From 2012.Presidential-Candidates.org, the following summaries of 2nd Amendment positions are available for each candidate. More information about candidates’s views on gun control can be found at Ontheissues.org.

Herman Cain

Cain follows the Republican party line and supports a citizen’s right to bear arms. Only not so much and not so well. In an interview with CNN (above), Cain turned his back on the Supreme Court’s McDonald decision incorporating the Second Amendment (make it trump local and state law). “[Gun control] should be a state’s decision.” Backpedalling and post-gaffe candidate briefing to follow.

Newt Gingrich

The Newtster says the Constitution guarantees every individual the right to own firearms. Better yet, Gingrinch seems to understand that gun control advocates look to kill that right in a “death by a thousand cuts” assault. New says Americans’ gu rights should not be “redefined by nitpicking.” Constitutional carry? Crickets chirping.

Refuting the liberal strategy is quite easy. Washington and New York have the most stringent gun-control laws in the nation. In both cities every crime committed with a gun is already illegal. In almost every case, the very possession of the gun is already illegal. If gun control worked, should New York and Washington be quiet, peaceful cities?

Ron Paul

Ron Paul’s a firm supporter of the Second Amendment. And how. He’s one of the few presidential candidates who’s openly discussed the role of the Second Amendment in keeping the federal government’s power in check. Anyone who says Americans should be able to carry a concealed weapon on a plane has street cred in the gun rights community. You can find Paul’s pro-gun rights views from the 2008 election at ontheissues.org

Gary Johnson

The former governor of New Mexico says he believes in the right of citizens to bear arms. But he also says current gun control laws are “inadequate” and ripe for improvement. In other words, he’s looking to play it straight down the middle, just as Barack Obama did in his campaign for CIC.

WRITTEN REQUEST 1
Write out the entries word for word, starting with the line that contains "In the photo above, where exactly is the shoreline?" and going on through the line that contains "(0, 103), (648, 358)", with both of those lines included. Leave the pictures out.

DATA FOR THE TASK
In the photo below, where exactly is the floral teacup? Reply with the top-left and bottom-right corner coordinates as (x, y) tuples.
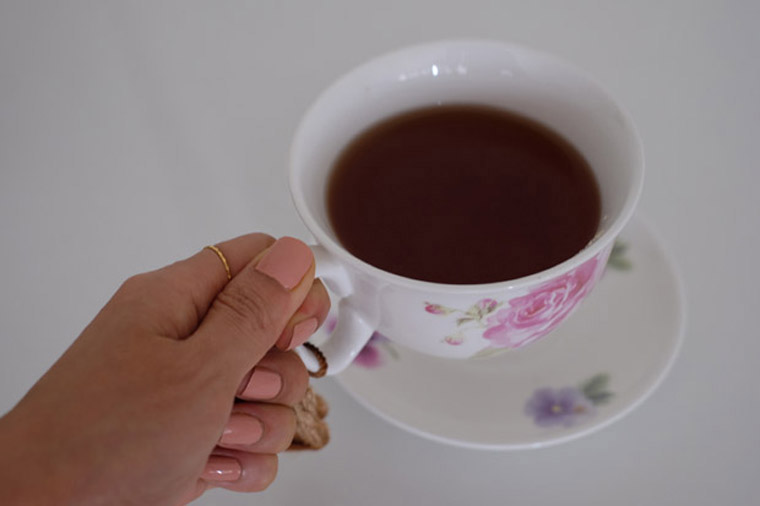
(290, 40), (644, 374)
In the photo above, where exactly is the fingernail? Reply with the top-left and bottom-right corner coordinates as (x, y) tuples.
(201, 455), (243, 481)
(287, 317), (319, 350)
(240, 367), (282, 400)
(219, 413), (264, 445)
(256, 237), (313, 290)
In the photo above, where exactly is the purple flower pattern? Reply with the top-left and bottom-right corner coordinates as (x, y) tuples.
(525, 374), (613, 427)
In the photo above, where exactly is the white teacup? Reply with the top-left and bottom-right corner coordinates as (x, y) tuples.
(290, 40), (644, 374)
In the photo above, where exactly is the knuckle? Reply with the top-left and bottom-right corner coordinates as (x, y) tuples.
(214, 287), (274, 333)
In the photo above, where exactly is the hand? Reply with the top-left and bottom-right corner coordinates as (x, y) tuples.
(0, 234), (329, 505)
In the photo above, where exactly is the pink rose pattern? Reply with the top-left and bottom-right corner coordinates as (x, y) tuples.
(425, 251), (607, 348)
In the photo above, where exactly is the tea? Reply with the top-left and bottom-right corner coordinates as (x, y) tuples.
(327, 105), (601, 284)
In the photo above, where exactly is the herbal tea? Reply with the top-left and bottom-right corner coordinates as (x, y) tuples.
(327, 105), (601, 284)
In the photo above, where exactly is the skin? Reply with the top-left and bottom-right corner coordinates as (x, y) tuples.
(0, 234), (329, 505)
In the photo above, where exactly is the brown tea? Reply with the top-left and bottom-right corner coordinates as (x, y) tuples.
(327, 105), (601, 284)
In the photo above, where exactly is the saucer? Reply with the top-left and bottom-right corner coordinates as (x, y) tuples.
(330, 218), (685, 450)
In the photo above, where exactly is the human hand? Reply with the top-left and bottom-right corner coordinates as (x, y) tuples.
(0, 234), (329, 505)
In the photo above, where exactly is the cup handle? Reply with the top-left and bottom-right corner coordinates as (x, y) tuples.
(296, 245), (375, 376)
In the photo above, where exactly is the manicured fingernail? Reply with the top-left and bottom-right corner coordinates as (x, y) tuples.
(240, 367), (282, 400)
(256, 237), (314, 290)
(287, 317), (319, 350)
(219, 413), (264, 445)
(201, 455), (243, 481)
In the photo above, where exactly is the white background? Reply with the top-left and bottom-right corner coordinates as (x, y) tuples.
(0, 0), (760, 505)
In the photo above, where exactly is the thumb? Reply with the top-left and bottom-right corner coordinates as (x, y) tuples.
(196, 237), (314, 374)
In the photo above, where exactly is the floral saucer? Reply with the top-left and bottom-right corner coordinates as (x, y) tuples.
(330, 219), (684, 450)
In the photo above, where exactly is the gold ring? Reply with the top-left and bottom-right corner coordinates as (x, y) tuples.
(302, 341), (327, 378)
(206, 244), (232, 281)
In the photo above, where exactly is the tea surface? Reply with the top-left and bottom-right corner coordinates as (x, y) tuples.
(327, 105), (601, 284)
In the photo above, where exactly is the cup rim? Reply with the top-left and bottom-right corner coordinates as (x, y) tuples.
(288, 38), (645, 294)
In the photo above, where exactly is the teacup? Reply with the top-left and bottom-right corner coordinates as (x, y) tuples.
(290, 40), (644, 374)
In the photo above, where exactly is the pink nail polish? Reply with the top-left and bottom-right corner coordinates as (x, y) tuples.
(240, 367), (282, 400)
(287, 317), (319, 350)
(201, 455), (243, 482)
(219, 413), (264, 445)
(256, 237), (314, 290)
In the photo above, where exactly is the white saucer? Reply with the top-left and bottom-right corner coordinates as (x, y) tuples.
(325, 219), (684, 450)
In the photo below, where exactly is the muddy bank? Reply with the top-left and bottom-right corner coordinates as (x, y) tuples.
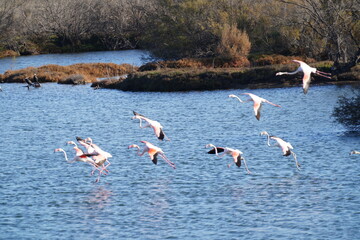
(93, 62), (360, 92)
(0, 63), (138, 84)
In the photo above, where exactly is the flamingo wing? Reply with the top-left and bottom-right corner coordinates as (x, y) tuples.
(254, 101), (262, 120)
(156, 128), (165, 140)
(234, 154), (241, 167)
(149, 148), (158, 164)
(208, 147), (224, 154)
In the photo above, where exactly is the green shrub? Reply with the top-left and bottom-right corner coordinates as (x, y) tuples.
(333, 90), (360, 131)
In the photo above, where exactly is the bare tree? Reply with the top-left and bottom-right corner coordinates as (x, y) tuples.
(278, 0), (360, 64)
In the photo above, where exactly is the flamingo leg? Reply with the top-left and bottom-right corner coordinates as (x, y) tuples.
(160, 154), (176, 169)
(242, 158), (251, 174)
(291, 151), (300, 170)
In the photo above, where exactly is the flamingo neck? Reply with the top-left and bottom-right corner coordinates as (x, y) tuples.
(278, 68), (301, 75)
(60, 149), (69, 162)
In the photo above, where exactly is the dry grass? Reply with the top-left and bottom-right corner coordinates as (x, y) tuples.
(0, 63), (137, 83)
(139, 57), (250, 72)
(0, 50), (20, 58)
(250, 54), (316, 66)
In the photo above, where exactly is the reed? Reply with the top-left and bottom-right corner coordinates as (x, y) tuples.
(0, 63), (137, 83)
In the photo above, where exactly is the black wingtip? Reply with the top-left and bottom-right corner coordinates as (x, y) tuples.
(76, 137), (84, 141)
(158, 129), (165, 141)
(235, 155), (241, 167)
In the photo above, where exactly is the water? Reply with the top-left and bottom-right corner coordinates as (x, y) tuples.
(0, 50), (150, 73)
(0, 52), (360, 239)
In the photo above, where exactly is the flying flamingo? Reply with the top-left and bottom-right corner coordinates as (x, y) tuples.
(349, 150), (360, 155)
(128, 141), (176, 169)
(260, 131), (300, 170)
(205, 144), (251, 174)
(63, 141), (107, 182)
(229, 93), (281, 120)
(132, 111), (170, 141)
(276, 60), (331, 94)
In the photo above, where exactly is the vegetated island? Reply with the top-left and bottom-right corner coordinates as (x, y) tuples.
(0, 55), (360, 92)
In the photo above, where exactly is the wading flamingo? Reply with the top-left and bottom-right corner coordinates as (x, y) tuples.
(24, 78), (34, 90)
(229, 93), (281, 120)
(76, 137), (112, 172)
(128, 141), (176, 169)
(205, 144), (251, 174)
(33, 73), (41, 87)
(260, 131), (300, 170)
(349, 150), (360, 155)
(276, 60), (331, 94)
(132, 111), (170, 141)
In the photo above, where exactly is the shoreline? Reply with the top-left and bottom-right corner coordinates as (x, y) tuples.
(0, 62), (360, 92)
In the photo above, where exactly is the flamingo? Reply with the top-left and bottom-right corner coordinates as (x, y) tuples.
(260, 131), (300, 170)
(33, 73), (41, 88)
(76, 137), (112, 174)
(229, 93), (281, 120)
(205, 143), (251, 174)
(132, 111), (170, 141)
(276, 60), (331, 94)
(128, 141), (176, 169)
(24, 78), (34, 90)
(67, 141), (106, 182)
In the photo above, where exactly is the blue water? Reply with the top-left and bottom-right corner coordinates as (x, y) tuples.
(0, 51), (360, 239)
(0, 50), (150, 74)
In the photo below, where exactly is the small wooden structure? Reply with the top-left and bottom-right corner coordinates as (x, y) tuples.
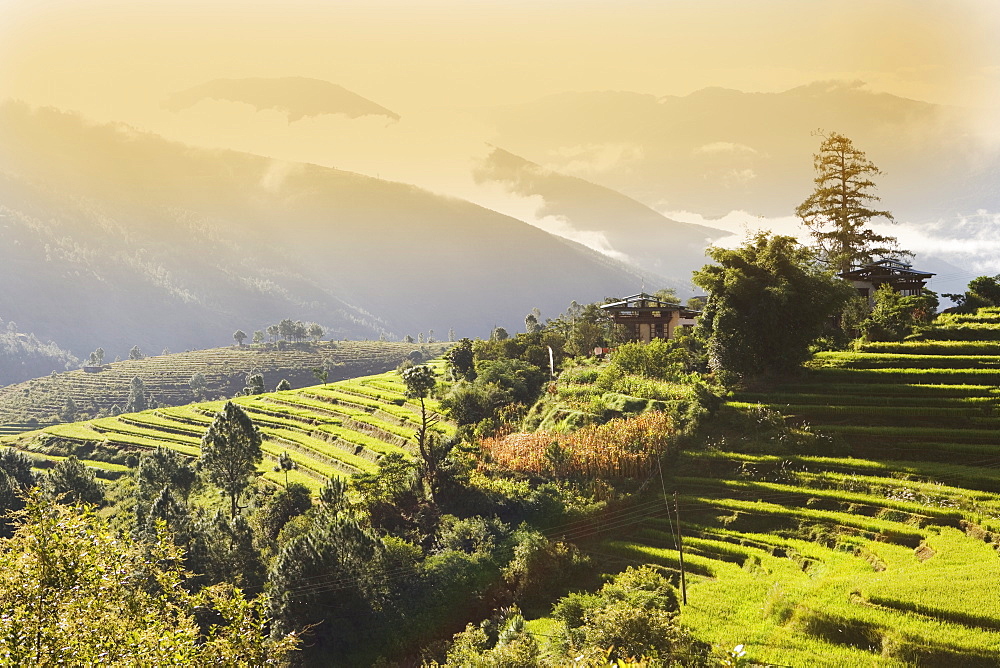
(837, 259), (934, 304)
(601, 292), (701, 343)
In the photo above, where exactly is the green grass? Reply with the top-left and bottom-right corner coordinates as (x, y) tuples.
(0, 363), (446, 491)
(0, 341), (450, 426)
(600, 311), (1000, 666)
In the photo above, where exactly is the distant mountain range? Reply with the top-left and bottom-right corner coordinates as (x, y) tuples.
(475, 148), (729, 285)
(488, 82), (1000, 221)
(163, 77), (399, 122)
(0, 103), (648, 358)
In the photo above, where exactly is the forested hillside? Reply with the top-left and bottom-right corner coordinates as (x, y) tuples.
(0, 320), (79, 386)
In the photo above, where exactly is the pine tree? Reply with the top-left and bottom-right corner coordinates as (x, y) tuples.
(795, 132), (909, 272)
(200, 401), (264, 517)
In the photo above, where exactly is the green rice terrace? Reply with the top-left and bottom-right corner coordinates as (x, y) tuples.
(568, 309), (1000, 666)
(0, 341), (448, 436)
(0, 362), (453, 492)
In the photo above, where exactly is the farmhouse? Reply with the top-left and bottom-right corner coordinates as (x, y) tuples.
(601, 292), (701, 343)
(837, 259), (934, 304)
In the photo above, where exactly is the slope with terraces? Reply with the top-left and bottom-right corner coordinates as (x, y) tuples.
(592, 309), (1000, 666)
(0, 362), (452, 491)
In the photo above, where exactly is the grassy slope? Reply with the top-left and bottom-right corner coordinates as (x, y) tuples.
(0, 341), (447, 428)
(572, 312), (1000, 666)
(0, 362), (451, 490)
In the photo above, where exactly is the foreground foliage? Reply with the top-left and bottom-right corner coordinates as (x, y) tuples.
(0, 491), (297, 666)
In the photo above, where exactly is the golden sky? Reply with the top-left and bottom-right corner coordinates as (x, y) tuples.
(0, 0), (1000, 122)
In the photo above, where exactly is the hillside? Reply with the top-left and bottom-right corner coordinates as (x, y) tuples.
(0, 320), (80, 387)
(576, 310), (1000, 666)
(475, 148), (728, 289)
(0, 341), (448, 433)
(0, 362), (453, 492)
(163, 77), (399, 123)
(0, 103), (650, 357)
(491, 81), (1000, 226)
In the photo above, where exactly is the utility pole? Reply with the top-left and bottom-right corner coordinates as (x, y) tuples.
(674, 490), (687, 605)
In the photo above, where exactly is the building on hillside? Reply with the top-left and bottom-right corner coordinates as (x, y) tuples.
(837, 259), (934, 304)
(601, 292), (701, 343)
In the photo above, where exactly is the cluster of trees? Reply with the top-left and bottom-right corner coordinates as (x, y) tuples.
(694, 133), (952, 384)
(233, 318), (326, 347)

WRITTEN REQUEST 2
Which candidates get their own section in the text on 2nd Amendment positions?

FINAL RESULT 1
In the photo above, where exactly is the shoreline? Reply with the top-left and bottom-right corner coordinates as (x, y) tuples.
(0, 62), (360, 92)
In the photo above, where exactly is the flamingo? Reply with the top-left and bottom-right corner coordinates as (x, y) tuples.
(260, 131), (300, 170)
(33, 73), (41, 88)
(76, 137), (112, 174)
(229, 93), (281, 120)
(205, 143), (251, 174)
(132, 111), (170, 141)
(276, 60), (331, 94)
(128, 141), (176, 169)
(24, 78), (34, 90)
(67, 141), (106, 182)
In the photo above, where exactly is the blue water? Reply with the top-left and bottom-right corner coordinates as (x, y) tuples.
(0, 51), (360, 239)
(0, 50), (150, 74)
In the photo below, where exactly is the small wooden structure? Reply with the top-left and bottom-right corner coordinates as (x, y) tuples.
(837, 259), (934, 304)
(601, 292), (701, 343)
In the photo above, where exactly is the green grass? Reply with the top-left and bottom-right corner coordinates as (x, y) tuples.
(0, 363), (446, 491)
(0, 341), (450, 426)
(600, 311), (1000, 666)
In the photo above, where exactly is the distant mountain range? Reply with the top-left and bottom-right corner coordinates as (x, y) tuples.
(475, 148), (729, 285)
(488, 82), (1000, 221)
(163, 77), (399, 122)
(0, 103), (648, 358)

FINAL RESULT 2
Herman Cain, Newt Gingrich, Ron Paul, Gary Johnson